-------- Materials provided

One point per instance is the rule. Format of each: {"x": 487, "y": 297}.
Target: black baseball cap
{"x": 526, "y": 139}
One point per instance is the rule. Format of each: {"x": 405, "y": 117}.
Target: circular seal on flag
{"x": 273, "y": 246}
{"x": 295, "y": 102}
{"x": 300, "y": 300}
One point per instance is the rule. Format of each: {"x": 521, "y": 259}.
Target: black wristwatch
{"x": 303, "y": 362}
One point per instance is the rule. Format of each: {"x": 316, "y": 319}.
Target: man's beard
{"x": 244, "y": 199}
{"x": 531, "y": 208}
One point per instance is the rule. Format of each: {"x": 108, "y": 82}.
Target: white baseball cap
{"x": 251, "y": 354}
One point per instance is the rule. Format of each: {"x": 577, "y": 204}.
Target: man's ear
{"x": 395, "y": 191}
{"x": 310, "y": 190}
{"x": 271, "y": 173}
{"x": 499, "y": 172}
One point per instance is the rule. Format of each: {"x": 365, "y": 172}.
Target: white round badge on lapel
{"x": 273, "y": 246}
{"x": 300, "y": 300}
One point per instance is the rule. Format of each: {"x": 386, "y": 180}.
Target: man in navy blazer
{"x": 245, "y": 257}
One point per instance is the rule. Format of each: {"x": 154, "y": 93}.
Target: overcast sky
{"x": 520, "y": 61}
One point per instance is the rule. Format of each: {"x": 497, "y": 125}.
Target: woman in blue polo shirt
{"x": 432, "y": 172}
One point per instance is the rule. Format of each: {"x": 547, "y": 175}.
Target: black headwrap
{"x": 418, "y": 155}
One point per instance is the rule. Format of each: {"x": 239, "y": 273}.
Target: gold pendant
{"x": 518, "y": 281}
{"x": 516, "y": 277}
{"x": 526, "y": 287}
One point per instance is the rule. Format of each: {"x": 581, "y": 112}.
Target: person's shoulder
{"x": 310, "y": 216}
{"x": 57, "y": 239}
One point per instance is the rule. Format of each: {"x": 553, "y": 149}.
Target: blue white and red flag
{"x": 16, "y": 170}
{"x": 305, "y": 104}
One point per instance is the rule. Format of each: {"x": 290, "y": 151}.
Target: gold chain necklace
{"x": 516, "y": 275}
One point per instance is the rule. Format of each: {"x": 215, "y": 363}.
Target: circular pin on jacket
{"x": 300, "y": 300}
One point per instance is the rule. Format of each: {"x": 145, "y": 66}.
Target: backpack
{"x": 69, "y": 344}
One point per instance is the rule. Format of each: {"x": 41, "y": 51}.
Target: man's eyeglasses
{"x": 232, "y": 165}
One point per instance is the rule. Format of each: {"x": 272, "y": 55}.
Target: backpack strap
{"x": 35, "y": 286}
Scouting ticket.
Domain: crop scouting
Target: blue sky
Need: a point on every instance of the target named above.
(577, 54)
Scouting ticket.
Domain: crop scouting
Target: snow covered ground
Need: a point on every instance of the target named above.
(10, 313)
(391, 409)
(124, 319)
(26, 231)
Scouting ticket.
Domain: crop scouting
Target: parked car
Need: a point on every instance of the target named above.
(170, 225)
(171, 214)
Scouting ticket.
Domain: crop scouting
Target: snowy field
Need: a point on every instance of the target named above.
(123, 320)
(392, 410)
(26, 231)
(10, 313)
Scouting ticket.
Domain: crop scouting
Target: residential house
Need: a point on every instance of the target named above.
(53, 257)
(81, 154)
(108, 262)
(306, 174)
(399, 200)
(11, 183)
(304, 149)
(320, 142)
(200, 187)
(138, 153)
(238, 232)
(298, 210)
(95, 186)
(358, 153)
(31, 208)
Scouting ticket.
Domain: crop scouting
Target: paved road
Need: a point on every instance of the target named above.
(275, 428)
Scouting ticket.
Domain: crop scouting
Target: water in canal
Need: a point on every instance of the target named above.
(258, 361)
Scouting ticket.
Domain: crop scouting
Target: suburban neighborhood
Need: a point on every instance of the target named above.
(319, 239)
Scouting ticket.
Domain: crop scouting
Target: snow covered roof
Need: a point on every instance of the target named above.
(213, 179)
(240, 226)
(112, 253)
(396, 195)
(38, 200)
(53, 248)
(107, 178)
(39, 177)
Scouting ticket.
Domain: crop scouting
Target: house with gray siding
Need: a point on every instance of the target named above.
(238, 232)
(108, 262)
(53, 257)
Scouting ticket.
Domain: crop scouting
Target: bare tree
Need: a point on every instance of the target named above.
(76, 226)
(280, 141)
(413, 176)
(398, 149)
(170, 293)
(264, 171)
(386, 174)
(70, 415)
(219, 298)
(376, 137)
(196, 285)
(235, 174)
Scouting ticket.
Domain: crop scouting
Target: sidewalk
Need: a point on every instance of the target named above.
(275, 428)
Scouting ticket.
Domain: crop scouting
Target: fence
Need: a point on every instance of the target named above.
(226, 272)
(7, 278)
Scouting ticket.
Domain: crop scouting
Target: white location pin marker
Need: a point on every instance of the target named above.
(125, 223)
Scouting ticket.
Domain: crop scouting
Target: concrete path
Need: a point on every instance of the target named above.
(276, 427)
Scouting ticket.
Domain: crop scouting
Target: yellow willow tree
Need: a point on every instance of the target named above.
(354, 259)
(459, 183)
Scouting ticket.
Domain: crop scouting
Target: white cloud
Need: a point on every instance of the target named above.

----------------

What you need to do =>
The records above should be restated word for word, please.

Written solution =>
One point per instance is the rule. Format of each: {"x": 487, "y": 297}.
Target: black baseball cap
{"x": 526, "y": 139}
One point per instance is the rule. Format of each: {"x": 405, "y": 117}.
Target: circular seal on flag
{"x": 273, "y": 246}
{"x": 295, "y": 102}
{"x": 300, "y": 300}
One point per instance is the rule. Format of each: {"x": 521, "y": 259}.
Target: black wristwatch
{"x": 303, "y": 362}
One point per instance is the rule. Format of each: {"x": 316, "y": 319}.
Target: man's beard
{"x": 244, "y": 199}
{"x": 531, "y": 208}
One point per instance is the rule. Format of each: {"x": 108, "y": 82}.
Target: white baseball cap
{"x": 251, "y": 354}
One point per instance is the rule. Format of each: {"x": 577, "y": 204}.
Target: man's ear
{"x": 395, "y": 191}
{"x": 310, "y": 190}
{"x": 271, "y": 173}
{"x": 499, "y": 172}
One point per instance is the rule. Format of each: {"x": 365, "y": 172}.
Target: white round badge on lapel
{"x": 273, "y": 246}
{"x": 300, "y": 300}
One point per instance is the rule. Format of each: {"x": 386, "y": 180}.
Target: man in navy blazer
{"x": 245, "y": 257}
One point per instance is the rule. Format of each: {"x": 154, "y": 93}.
Target: overcast sky
{"x": 520, "y": 61}
One point per instance is the rule. Format of each: {"x": 497, "y": 125}.
Target: woman in blue polo shirt
{"x": 432, "y": 172}
One point per instance is the rule. Format of each: {"x": 547, "y": 175}.
Target: black headwrap
{"x": 418, "y": 155}
One point per instance is the rule. Format of each: {"x": 239, "y": 273}.
Target: gold pendant
{"x": 518, "y": 281}
{"x": 516, "y": 277}
{"x": 526, "y": 287}
One point per instance is the rule. Format of each: {"x": 581, "y": 112}.
Target: person's shoulder
{"x": 310, "y": 216}
{"x": 57, "y": 239}
One point per instance is the rule. Format of each: {"x": 553, "y": 149}.
Target: blue white and red flag
{"x": 16, "y": 170}
{"x": 305, "y": 104}
One point per instance is the rule. Format of each: {"x": 290, "y": 151}.
Target: gold chain necklace
{"x": 516, "y": 275}
One point per instance is the rule. Format of each: {"x": 215, "y": 363}.
Target: circular pin on jacket
{"x": 300, "y": 300}
One point per instance is the rule. Format of each: {"x": 145, "y": 66}.
Target: backpack
{"x": 69, "y": 344}
One point per instance is the rule. Format of each: {"x": 41, "y": 51}.
Target: man's eyeglasses
{"x": 232, "y": 165}
One point per instance is the rule. Format of each: {"x": 272, "y": 55}.
Target: backpack strap
{"x": 35, "y": 286}
Scouting ticket.
Domain: crop scouting
Target: blue sky
Need: a point on every instance of the target named above.
(577, 54)
Scouting ticket.
Domain: crop scouting
Target: snow covered ground
Need: a point on every instance of the target named above.
(10, 313)
(391, 409)
(124, 319)
(26, 231)
Scouting ticket.
Domain: crop scouting
Target: parked car
Need: a point on every instance of the target named above.
(170, 225)
(171, 214)
Scouting ticket.
Domain: crop scouting
Target: snowy field
Need: a point on every instance of the target named above.
(123, 320)
(392, 410)
(26, 231)
(10, 313)
Scouting ticket.
Domain: crop scouting
Target: residential house
Need: a point on every instance of the target named above.
(53, 257)
(81, 154)
(108, 262)
(306, 174)
(399, 200)
(11, 183)
(304, 149)
(320, 142)
(200, 187)
(138, 153)
(238, 232)
(298, 210)
(95, 186)
(358, 153)
(31, 208)
Scouting ticket.
Domain: crop scouting
Target: paved road
Need: a point on every instance of the target named above.
(275, 428)
Scouting ticket.
Domain: crop scouting
Target: water in canal
Need: a point on every instance of the target named above.
(258, 361)
Scouting ticket.
Domain: crop scouting
Target: suburban neighborhood
Need: a point on every instance of the target named above.
(319, 239)
Scouting ticket.
Domain: crop scouting
Target: snow covered roof
Need: a point on every instance of the target named above.
(213, 179)
(240, 226)
(112, 253)
(396, 195)
(38, 200)
(53, 248)
(107, 178)
(39, 177)
Scouting ticket.
Domain: crop scouting
Target: house with gray siding
Need: a point on every instance of the target named above.
(238, 232)
(108, 262)
(53, 257)
Scouting ticket.
Domain: crop scouting
Target: bare tree
Need: a point on every instance of the target named above.
(76, 226)
(280, 141)
(413, 176)
(398, 149)
(170, 293)
(264, 171)
(386, 174)
(70, 415)
(219, 298)
(376, 137)
(196, 285)
(235, 174)
Scouting ticket.
Domain: crop scouting
Target: sidewalk
Need: a point on every instance of the target named above.
(275, 428)
Scouting ticket.
Domain: crop scouting
Target: fence
Need: a point on every instance of the target named above.
(226, 272)
(7, 278)
Scouting ticket.
Domain: crop scouting
Target: white location pin marker
Need: a point on every instance of the target named above.
(125, 223)
Scouting ticket.
Domain: crop scouting
Target: concrete path
Need: a point on every instance of the target named above.
(276, 427)
Scouting ticket.
Domain: crop scouting
Target: yellow willow tree
Need: a point on every instance of the target named above.
(354, 259)
(459, 183)
Scouting ticket.
Domain: crop scouting
Target: white cloud
Need: a point on every instance of the target named above.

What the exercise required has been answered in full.